- _Task goal_
Extract every line from the listing below that contains the string "pants", matching case exactly.

A block of data:
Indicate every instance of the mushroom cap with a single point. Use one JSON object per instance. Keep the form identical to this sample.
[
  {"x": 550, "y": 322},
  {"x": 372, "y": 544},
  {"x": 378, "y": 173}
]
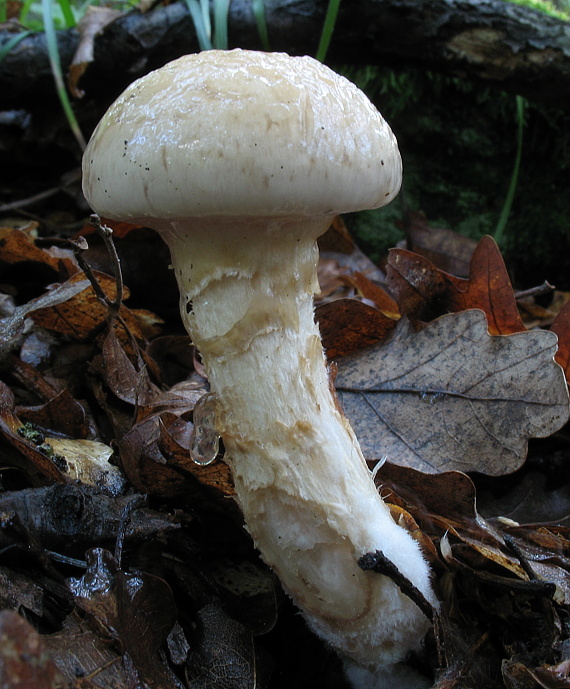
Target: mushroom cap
[{"x": 240, "y": 133}]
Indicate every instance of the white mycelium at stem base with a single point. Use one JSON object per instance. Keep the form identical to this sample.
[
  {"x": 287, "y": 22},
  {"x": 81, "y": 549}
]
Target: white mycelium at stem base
[
  {"x": 302, "y": 483},
  {"x": 240, "y": 160}
]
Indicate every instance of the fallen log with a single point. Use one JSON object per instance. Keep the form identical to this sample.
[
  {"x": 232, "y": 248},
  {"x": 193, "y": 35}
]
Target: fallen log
[{"x": 516, "y": 48}]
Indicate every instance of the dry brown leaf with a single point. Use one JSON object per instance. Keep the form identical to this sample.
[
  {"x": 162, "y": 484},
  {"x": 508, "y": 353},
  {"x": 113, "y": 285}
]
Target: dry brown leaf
[
  {"x": 561, "y": 327},
  {"x": 447, "y": 249},
  {"x": 453, "y": 397},
  {"x": 25, "y": 663},
  {"x": 93, "y": 22},
  {"x": 347, "y": 325},
  {"x": 18, "y": 246}
]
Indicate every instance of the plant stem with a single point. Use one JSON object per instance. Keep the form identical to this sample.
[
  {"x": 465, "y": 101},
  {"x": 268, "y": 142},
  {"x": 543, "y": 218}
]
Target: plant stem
[
  {"x": 505, "y": 212},
  {"x": 328, "y": 28},
  {"x": 55, "y": 63}
]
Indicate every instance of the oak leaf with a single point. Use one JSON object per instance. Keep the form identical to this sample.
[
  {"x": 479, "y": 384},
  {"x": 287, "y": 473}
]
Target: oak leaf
[{"x": 453, "y": 397}]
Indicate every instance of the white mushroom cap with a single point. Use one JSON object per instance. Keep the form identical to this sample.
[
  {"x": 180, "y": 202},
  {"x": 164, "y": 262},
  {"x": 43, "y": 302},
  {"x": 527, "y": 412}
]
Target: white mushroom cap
[{"x": 240, "y": 133}]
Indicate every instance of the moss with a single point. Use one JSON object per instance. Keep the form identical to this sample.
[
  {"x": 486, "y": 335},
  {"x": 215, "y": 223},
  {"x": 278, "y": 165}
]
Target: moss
[{"x": 458, "y": 143}]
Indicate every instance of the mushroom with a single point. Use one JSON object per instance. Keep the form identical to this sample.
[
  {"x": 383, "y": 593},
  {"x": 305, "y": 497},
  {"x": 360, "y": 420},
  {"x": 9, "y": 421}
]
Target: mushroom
[{"x": 240, "y": 160}]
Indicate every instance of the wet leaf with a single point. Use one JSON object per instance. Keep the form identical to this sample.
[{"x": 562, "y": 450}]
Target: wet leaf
[
  {"x": 88, "y": 461},
  {"x": 128, "y": 382},
  {"x": 18, "y": 246},
  {"x": 347, "y": 325},
  {"x": 225, "y": 657},
  {"x": 418, "y": 286},
  {"x": 424, "y": 292},
  {"x": 83, "y": 314},
  {"x": 94, "y": 21},
  {"x": 12, "y": 327},
  {"x": 561, "y": 326},
  {"x": 445, "y": 248},
  {"x": 453, "y": 397},
  {"x": 489, "y": 288},
  {"x": 27, "y": 441},
  {"x": 25, "y": 663}
]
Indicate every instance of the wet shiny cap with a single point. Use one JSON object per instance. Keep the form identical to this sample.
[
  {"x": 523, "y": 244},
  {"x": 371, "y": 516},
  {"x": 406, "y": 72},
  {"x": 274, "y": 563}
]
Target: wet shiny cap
[{"x": 240, "y": 133}]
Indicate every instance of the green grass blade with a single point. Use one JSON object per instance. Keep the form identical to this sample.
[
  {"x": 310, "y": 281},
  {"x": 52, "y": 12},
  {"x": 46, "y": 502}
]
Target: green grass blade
[
  {"x": 507, "y": 205},
  {"x": 221, "y": 12},
  {"x": 67, "y": 11},
  {"x": 202, "y": 32},
  {"x": 55, "y": 63},
  {"x": 25, "y": 11},
  {"x": 258, "y": 9},
  {"x": 328, "y": 29},
  {"x": 7, "y": 47}
]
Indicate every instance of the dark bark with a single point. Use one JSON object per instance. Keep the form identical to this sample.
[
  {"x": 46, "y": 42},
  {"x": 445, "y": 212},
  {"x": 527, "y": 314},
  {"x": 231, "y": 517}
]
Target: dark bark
[{"x": 514, "y": 47}]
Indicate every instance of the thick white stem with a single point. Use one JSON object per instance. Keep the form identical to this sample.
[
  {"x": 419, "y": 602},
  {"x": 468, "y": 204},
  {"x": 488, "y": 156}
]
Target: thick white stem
[{"x": 306, "y": 493}]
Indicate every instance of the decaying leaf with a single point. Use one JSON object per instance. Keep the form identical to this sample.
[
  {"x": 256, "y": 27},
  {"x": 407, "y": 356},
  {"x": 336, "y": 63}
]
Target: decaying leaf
[
  {"x": 88, "y": 461},
  {"x": 25, "y": 663},
  {"x": 453, "y": 397},
  {"x": 94, "y": 21},
  {"x": 19, "y": 246},
  {"x": 225, "y": 656},
  {"x": 347, "y": 325},
  {"x": 425, "y": 292},
  {"x": 12, "y": 327},
  {"x": 561, "y": 327}
]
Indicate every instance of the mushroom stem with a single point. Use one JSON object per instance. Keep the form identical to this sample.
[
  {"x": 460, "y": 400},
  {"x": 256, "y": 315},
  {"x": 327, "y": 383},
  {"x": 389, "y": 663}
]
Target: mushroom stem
[{"x": 306, "y": 493}]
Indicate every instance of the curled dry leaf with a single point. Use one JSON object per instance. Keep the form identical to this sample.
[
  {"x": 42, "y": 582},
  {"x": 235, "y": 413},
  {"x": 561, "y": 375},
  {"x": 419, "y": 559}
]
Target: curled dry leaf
[
  {"x": 80, "y": 316},
  {"x": 453, "y": 397},
  {"x": 94, "y": 21},
  {"x": 447, "y": 249},
  {"x": 424, "y": 292},
  {"x": 87, "y": 461},
  {"x": 347, "y": 325},
  {"x": 18, "y": 246},
  {"x": 561, "y": 327},
  {"x": 25, "y": 661}
]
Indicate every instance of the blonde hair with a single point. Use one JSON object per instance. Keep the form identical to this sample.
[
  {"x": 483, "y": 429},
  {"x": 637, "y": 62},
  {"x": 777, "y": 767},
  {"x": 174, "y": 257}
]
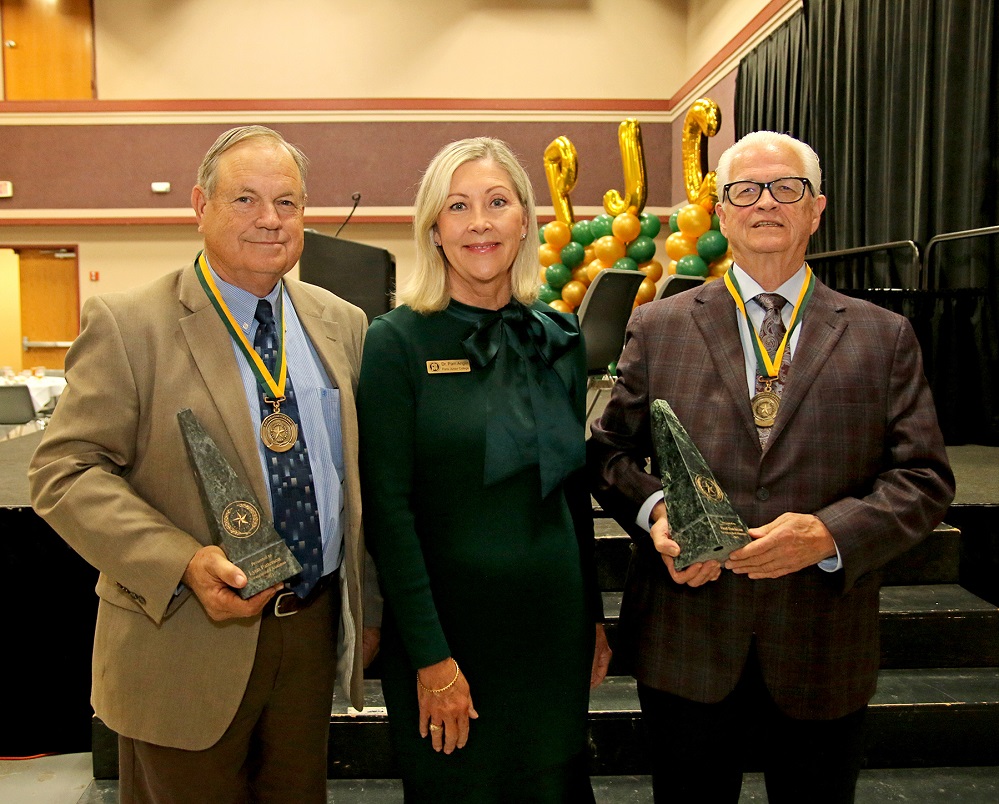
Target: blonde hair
[
  {"x": 427, "y": 290},
  {"x": 771, "y": 139}
]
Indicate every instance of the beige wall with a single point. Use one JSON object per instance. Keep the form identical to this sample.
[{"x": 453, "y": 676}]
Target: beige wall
[
  {"x": 155, "y": 49},
  {"x": 10, "y": 311},
  {"x": 162, "y": 49},
  {"x": 127, "y": 256}
]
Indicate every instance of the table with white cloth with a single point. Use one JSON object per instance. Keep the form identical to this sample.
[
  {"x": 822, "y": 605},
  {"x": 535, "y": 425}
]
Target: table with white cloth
[{"x": 43, "y": 389}]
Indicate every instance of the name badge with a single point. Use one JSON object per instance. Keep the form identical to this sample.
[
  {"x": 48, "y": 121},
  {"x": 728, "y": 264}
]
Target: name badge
[{"x": 448, "y": 366}]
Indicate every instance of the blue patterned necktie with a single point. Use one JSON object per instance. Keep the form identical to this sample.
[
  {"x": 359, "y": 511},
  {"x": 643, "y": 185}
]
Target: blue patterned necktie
[
  {"x": 289, "y": 475},
  {"x": 772, "y": 332}
]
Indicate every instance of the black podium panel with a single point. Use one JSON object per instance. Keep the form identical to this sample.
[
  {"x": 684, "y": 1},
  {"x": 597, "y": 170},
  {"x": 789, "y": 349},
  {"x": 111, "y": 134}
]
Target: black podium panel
[
  {"x": 363, "y": 275},
  {"x": 48, "y": 639}
]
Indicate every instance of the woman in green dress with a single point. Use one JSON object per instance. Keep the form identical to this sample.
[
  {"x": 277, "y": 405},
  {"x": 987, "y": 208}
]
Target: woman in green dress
[{"x": 471, "y": 408}]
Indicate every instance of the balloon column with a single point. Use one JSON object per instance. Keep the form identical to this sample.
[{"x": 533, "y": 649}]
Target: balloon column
[
  {"x": 573, "y": 252},
  {"x": 695, "y": 245}
]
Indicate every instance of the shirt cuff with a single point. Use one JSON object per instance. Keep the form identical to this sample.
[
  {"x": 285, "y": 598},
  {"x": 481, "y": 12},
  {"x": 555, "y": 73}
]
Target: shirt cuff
[
  {"x": 645, "y": 511},
  {"x": 832, "y": 563}
]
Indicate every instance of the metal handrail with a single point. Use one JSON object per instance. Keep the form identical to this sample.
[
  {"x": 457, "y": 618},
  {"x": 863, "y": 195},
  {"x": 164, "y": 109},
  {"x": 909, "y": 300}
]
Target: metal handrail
[
  {"x": 44, "y": 344},
  {"x": 962, "y": 235},
  {"x": 891, "y": 246}
]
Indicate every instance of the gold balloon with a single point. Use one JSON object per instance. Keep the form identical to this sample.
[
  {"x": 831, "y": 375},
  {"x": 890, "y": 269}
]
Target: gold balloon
[
  {"x": 629, "y": 136},
  {"x": 561, "y": 165},
  {"x": 702, "y": 121}
]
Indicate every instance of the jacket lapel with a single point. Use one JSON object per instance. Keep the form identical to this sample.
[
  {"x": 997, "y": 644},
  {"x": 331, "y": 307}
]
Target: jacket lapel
[
  {"x": 209, "y": 343},
  {"x": 821, "y": 330},
  {"x": 715, "y": 317}
]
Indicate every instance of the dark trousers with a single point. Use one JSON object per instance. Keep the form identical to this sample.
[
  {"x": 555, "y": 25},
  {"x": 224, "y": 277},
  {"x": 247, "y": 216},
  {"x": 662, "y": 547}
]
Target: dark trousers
[
  {"x": 698, "y": 752},
  {"x": 275, "y": 748}
]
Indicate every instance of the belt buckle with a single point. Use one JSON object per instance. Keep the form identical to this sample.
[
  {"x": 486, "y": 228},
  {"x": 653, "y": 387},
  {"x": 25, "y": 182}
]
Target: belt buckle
[{"x": 277, "y": 604}]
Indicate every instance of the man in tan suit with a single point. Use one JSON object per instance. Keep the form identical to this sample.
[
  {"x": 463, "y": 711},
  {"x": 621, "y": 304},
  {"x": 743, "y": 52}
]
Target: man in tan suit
[{"x": 215, "y": 698}]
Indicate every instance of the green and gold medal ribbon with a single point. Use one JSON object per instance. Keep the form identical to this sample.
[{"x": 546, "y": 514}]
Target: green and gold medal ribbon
[
  {"x": 770, "y": 369},
  {"x": 275, "y": 388}
]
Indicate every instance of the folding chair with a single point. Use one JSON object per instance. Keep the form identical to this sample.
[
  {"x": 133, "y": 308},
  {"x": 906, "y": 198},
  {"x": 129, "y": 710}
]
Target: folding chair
[
  {"x": 16, "y": 408},
  {"x": 603, "y": 319}
]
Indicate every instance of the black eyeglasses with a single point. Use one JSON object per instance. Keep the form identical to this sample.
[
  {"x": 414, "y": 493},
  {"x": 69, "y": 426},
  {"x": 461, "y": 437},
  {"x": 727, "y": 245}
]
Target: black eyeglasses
[{"x": 788, "y": 190}]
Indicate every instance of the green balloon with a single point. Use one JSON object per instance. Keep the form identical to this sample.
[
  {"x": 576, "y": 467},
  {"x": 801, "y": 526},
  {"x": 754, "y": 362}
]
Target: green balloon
[
  {"x": 581, "y": 233},
  {"x": 651, "y": 225},
  {"x": 642, "y": 249},
  {"x": 548, "y": 294},
  {"x": 572, "y": 254},
  {"x": 691, "y": 265},
  {"x": 711, "y": 245},
  {"x": 626, "y": 264},
  {"x": 557, "y": 275},
  {"x": 601, "y": 226}
]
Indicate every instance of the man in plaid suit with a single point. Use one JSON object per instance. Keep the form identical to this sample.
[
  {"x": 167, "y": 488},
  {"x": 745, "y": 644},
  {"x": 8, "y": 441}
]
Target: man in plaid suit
[{"x": 776, "y": 650}]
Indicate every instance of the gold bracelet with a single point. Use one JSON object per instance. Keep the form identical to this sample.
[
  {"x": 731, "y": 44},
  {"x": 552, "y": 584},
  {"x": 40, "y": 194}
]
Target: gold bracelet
[{"x": 457, "y": 672}]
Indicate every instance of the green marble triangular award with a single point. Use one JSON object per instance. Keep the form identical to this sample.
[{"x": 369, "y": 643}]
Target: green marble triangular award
[
  {"x": 237, "y": 521},
  {"x": 701, "y": 518}
]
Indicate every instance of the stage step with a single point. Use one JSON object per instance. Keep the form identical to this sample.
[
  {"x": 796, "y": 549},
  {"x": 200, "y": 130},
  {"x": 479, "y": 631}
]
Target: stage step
[
  {"x": 923, "y": 785},
  {"x": 941, "y": 625},
  {"x": 918, "y": 718},
  {"x": 937, "y": 559}
]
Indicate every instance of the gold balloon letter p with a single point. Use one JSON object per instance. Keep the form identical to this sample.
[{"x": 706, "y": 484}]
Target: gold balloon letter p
[
  {"x": 560, "y": 169},
  {"x": 629, "y": 135}
]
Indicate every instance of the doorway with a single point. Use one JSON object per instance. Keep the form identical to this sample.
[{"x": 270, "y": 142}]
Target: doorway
[
  {"x": 48, "y": 49},
  {"x": 50, "y": 305}
]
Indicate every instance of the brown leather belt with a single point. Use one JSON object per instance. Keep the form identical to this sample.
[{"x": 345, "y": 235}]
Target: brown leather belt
[{"x": 286, "y": 602}]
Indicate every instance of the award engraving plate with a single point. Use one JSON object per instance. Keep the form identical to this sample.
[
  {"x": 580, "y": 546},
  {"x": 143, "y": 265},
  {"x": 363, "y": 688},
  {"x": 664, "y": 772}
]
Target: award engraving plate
[
  {"x": 235, "y": 518},
  {"x": 701, "y": 518}
]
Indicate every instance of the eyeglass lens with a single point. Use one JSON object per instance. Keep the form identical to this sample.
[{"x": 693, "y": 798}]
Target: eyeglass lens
[{"x": 785, "y": 191}]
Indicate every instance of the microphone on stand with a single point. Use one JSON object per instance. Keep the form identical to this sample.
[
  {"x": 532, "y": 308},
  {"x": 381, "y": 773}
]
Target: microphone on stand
[{"x": 356, "y": 198}]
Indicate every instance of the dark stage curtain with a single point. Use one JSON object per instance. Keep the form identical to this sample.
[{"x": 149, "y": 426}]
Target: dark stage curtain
[{"x": 898, "y": 99}]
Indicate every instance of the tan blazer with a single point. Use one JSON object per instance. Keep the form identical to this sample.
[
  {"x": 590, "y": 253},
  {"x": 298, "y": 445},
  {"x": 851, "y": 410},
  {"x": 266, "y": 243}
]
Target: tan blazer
[{"x": 112, "y": 477}]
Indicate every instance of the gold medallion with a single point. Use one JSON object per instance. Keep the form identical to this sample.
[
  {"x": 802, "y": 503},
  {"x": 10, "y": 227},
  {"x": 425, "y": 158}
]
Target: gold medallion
[
  {"x": 278, "y": 432},
  {"x": 765, "y": 406}
]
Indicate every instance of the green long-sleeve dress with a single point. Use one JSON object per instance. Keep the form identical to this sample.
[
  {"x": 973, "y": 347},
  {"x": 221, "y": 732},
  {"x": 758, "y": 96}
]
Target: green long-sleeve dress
[{"x": 471, "y": 428}]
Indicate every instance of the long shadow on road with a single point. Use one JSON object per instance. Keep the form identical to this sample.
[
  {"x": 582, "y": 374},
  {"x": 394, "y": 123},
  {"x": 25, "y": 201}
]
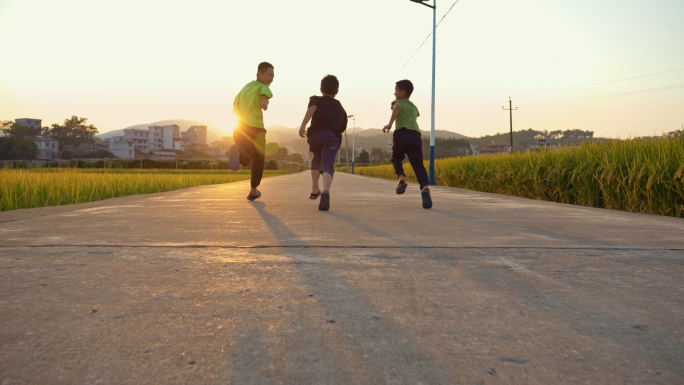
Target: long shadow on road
[{"x": 383, "y": 353}]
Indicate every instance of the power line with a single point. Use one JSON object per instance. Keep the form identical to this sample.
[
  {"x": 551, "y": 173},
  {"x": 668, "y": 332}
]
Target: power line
[
  {"x": 428, "y": 36},
  {"x": 620, "y": 80},
  {"x": 666, "y": 88}
]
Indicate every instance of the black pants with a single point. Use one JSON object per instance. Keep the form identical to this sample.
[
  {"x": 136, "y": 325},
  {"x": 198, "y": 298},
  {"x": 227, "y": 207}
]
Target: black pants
[
  {"x": 252, "y": 142},
  {"x": 409, "y": 142},
  {"x": 324, "y": 145}
]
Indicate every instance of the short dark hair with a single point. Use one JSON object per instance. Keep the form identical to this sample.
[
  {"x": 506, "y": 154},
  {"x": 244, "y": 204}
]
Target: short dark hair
[
  {"x": 406, "y": 86},
  {"x": 330, "y": 84},
  {"x": 263, "y": 66}
]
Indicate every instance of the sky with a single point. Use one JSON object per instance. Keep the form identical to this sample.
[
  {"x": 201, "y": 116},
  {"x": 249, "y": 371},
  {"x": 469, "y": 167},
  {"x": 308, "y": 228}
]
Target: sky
[{"x": 612, "y": 67}]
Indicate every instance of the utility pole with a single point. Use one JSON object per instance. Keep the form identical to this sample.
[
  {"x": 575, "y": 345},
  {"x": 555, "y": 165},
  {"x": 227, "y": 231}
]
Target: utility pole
[{"x": 511, "y": 109}]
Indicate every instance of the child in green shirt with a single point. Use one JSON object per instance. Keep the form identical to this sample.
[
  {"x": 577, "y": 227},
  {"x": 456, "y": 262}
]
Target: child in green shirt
[
  {"x": 407, "y": 140},
  {"x": 250, "y": 134}
]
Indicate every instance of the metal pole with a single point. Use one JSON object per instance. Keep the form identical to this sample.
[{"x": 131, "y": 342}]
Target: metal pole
[
  {"x": 346, "y": 149},
  {"x": 510, "y": 109},
  {"x": 432, "y": 127},
  {"x": 354, "y": 145}
]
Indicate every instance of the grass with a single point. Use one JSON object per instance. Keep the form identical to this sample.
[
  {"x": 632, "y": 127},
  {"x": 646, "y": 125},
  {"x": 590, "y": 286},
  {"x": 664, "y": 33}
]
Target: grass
[
  {"x": 632, "y": 175},
  {"x": 21, "y": 189}
]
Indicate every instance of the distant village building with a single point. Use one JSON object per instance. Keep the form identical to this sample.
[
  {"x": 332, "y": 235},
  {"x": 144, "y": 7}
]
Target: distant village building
[
  {"x": 121, "y": 147},
  {"x": 48, "y": 148},
  {"x": 543, "y": 143},
  {"x": 196, "y": 134},
  {"x": 159, "y": 142},
  {"x": 30, "y": 123},
  {"x": 494, "y": 148}
]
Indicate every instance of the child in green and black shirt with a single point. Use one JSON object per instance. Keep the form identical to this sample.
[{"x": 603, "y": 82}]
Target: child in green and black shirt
[{"x": 407, "y": 140}]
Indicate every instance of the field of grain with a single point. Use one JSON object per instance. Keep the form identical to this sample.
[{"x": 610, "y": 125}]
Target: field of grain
[
  {"x": 51, "y": 187},
  {"x": 632, "y": 175}
]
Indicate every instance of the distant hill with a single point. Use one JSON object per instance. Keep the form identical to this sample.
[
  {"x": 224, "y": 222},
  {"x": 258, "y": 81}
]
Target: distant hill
[
  {"x": 364, "y": 138},
  {"x": 213, "y": 133},
  {"x": 289, "y": 137}
]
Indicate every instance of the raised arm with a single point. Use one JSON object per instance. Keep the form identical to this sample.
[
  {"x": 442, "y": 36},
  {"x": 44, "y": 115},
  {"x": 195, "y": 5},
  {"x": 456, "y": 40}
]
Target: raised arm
[
  {"x": 307, "y": 117},
  {"x": 395, "y": 113},
  {"x": 264, "y": 102}
]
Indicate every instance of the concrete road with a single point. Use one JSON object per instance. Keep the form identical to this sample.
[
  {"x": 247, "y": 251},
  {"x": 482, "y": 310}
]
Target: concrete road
[{"x": 200, "y": 286}]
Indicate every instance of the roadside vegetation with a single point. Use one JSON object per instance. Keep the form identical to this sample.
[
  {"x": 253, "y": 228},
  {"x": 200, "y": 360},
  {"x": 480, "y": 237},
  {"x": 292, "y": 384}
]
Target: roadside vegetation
[
  {"x": 20, "y": 188},
  {"x": 641, "y": 176}
]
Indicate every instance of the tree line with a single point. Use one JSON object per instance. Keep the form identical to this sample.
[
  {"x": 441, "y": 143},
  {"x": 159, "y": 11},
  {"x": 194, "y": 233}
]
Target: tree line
[{"x": 17, "y": 140}]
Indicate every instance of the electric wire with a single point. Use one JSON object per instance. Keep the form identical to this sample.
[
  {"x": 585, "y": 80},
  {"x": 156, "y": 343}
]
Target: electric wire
[
  {"x": 621, "y": 80},
  {"x": 657, "y": 89},
  {"x": 428, "y": 36}
]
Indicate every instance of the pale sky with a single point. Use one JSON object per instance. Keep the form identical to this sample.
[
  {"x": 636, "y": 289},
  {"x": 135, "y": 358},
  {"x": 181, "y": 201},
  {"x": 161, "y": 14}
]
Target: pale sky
[{"x": 138, "y": 61}]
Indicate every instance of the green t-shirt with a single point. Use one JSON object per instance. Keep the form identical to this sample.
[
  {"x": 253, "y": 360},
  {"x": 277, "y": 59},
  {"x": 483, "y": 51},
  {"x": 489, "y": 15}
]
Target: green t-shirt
[
  {"x": 408, "y": 115},
  {"x": 246, "y": 106}
]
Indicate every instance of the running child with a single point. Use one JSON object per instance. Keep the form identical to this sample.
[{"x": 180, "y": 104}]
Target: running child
[
  {"x": 328, "y": 122},
  {"x": 250, "y": 134},
  {"x": 407, "y": 140}
]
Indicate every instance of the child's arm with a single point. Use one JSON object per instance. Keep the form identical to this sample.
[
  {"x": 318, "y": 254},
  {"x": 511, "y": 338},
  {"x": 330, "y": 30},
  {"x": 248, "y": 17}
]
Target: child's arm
[
  {"x": 264, "y": 102},
  {"x": 395, "y": 113},
  {"x": 307, "y": 117}
]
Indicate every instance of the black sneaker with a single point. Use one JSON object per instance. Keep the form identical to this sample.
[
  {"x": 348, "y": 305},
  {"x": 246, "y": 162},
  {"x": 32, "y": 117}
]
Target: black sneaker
[
  {"x": 427, "y": 201},
  {"x": 324, "y": 204},
  {"x": 234, "y": 158}
]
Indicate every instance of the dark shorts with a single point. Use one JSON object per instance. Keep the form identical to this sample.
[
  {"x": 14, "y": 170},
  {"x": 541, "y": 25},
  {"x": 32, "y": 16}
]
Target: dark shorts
[
  {"x": 408, "y": 142},
  {"x": 324, "y": 145}
]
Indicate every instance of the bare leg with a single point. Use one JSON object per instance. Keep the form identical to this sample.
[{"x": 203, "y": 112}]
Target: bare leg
[
  {"x": 315, "y": 176},
  {"x": 327, "y": 181}
]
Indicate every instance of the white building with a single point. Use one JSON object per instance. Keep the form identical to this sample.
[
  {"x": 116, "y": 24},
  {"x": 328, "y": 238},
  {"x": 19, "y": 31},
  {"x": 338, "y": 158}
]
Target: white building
[
  {"x": 48, "y": 148},
  {"x": 196, "y": 134},
  {"x": 155, "y": 139},
  {"x": 30, "y": 123},
  {"x": 171, "y": 135},
  {"x": 121, "y": 147}
]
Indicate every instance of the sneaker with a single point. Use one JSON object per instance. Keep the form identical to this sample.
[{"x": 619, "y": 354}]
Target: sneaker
[
  {"x": 427, "y": 201},
  {"x": 234, "y": 158},
  {"x": 324, "y": 204}
]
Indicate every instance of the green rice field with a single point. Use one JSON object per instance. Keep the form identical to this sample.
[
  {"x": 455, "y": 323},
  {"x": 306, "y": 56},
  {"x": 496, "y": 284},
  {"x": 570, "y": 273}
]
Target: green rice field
[
  {"x": 21, "y": 189},
  {"x": 633, "y": 175}
]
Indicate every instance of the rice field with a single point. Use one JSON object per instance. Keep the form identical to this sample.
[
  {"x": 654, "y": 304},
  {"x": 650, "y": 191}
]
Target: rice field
[
  {"x": 21, "y": 189},
  {"x": 632, "y": 175}
]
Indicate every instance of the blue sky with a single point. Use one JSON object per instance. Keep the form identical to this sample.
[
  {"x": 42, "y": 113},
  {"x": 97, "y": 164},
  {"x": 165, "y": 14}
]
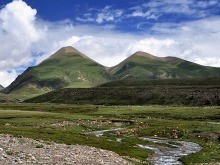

- _The result_
Indicate every instance of the black pants with a single point. Use one JSON object per instance. Keep the form identical to this sample.
Target: black pants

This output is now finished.